● Exercise text
********************
EArtist Allen Hirsch thought he had finally made it when he acquired prime Soho real estate in the early 2000s. Selling millions of dollars of his paintings around the world, being on the covers of TIME and painting President Clinton were one thing, but nothing spelled financial security like owning Manhattan retail space. The benefits of a steady monthly rental income over the incertitude of the fits and starts of selling art seemed like economic Nirvana. Hirsch used his creativity to conceptualize and rent out his new space to a tenant, La Esquina, which soon become an important New York fixture downtown. He then collaborated with a new café tenant next door, Citizens of Soho, to incorporate art exhibits and cultural activities into their business. This all meant good steady rent and allowed Hirsch to pursue his art without worrying about selling it. “I simply followed my passions.” He started various projects including a book on the 17th century artist, Pieter de Hooch, a movie about his parrot and a series of paintings of the neighborhood, mainly seen though his loft window up Lafayette Street. He also invented a new gripless phone accessory called HANDL which allowed people to hold their phones like paintbrushes.

But last March 17th when Governor Cuomo issued an order to shut down all NYC restaurants due to COVID, Hirsch watched his income drop to zero overnight. “Being a landlord means you have tons of monthly expenses as well, not to mention high real estate taxes and I was left holding the bag. The City, State and Federal government was offering no relief.” Hirsch thought this closure wouldn’t be long but the weeks and months rolled by. He was forced to negotiate with his tenants who now had no income to lower their rent dramatically. There was a single PPP grant given out to restaurants in the Spring but it was given to help their employees and although they were allowed to use up to 40% for rent and other costs, this was entirely voluntary and up to the tenant. Landlords were left completely in the cold to fend for themselves.

“I guess everyone thinks they don’t have to worry about landlords- but I live month to month like many others here and invest in new projects and people, mostly freelancers so I couldn’t benefit from the PPP. The universities offered no relief either and I told my daughter I didn’t know whether I could afford to pay for her last year of college.”

New York landlords have traditionally had the upper hand against commercial tenants but this was a new dynamic where storefronts were now boarded up all over town and Hirsch was forced to make deals that didn’t even cover his expenses. “I started looking everywhere to borrow money to pay my bills-and the banks were not lending…Ironically as a landlord, I felt like a struggling artist again.”
********************
● Data extracts
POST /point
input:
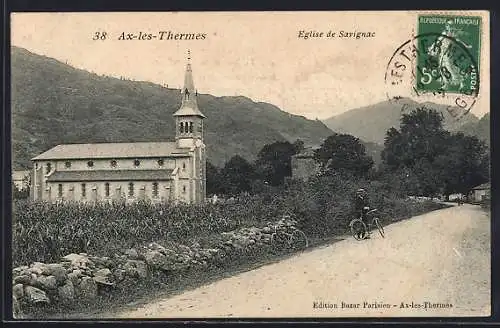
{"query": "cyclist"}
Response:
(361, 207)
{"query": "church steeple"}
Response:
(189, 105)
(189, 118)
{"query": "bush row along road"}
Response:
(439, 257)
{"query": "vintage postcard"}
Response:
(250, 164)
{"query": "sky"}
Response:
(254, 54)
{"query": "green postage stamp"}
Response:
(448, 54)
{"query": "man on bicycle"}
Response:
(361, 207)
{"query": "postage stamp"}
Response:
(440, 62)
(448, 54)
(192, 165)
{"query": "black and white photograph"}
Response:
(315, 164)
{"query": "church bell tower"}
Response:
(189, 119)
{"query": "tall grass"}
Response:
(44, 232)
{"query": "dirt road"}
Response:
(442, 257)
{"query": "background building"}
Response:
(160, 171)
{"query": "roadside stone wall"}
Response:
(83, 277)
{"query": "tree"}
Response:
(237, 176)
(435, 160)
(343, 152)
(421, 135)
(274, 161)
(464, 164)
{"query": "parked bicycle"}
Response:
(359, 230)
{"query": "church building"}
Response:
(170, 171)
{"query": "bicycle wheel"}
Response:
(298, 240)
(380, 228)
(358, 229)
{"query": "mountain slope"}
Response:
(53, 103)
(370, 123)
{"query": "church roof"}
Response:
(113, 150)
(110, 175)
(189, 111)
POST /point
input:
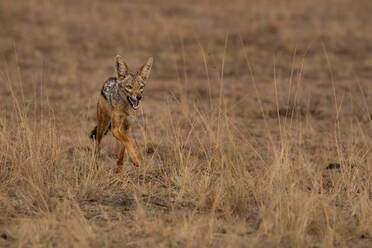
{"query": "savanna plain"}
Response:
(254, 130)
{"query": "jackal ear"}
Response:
********************
● Work request 1
Retype the part of the Allen Hirsch text starting with "But last March" and going on through "fend for themselves.".
● Work request 2
Condense the paragraph of the Allen Hirsch text that begins "But last March 17th" into a short list that keeps its main facts.

● Response 1
But last March 17th when Governor Cuomo issued an order to shut down all NYC restaurants due to COVID, Hirsch watched his income drop to zero overnight. “Being a landlord means you have tons of monthly expenses as well, not to mention high real estate taxes and I was left holding the bag. The City, State and Federal government was offering no relief.” Hirsch thought this closure wouldn’t be long but the weeks and months rolled by. He was forced to negotiate with his tenants who now had no income to lower their rent dramatically. There was a single PPP grant given out to restaurants in the Spring but it was given to help their employees and although they were allowed to use up to 40% for rent and other costs, this was entirely voluntary and up to the tenant. Landlords were left completely in the cold to fend for themselves.

● Response 2
- On March 17th, Governor Cuomo ordered all NYC restaurants shut down due to COVID, and Hirsch's income dropped to zero overnight.
- As a landlord, he still had heavy monthly expenses and high real estate taxes, with no relief from the City, State or Federal government.
- He expected a short closure, but it lasted for weeks and months.
- He had to negotiate sharply lower rent with his tenants, who had no income.
- A single spring PPP grant to restaurants was meant for employees. Up to 40% could go to rent and other costs, but only if the tenant chose.
- Landlords were left to fend for themselves.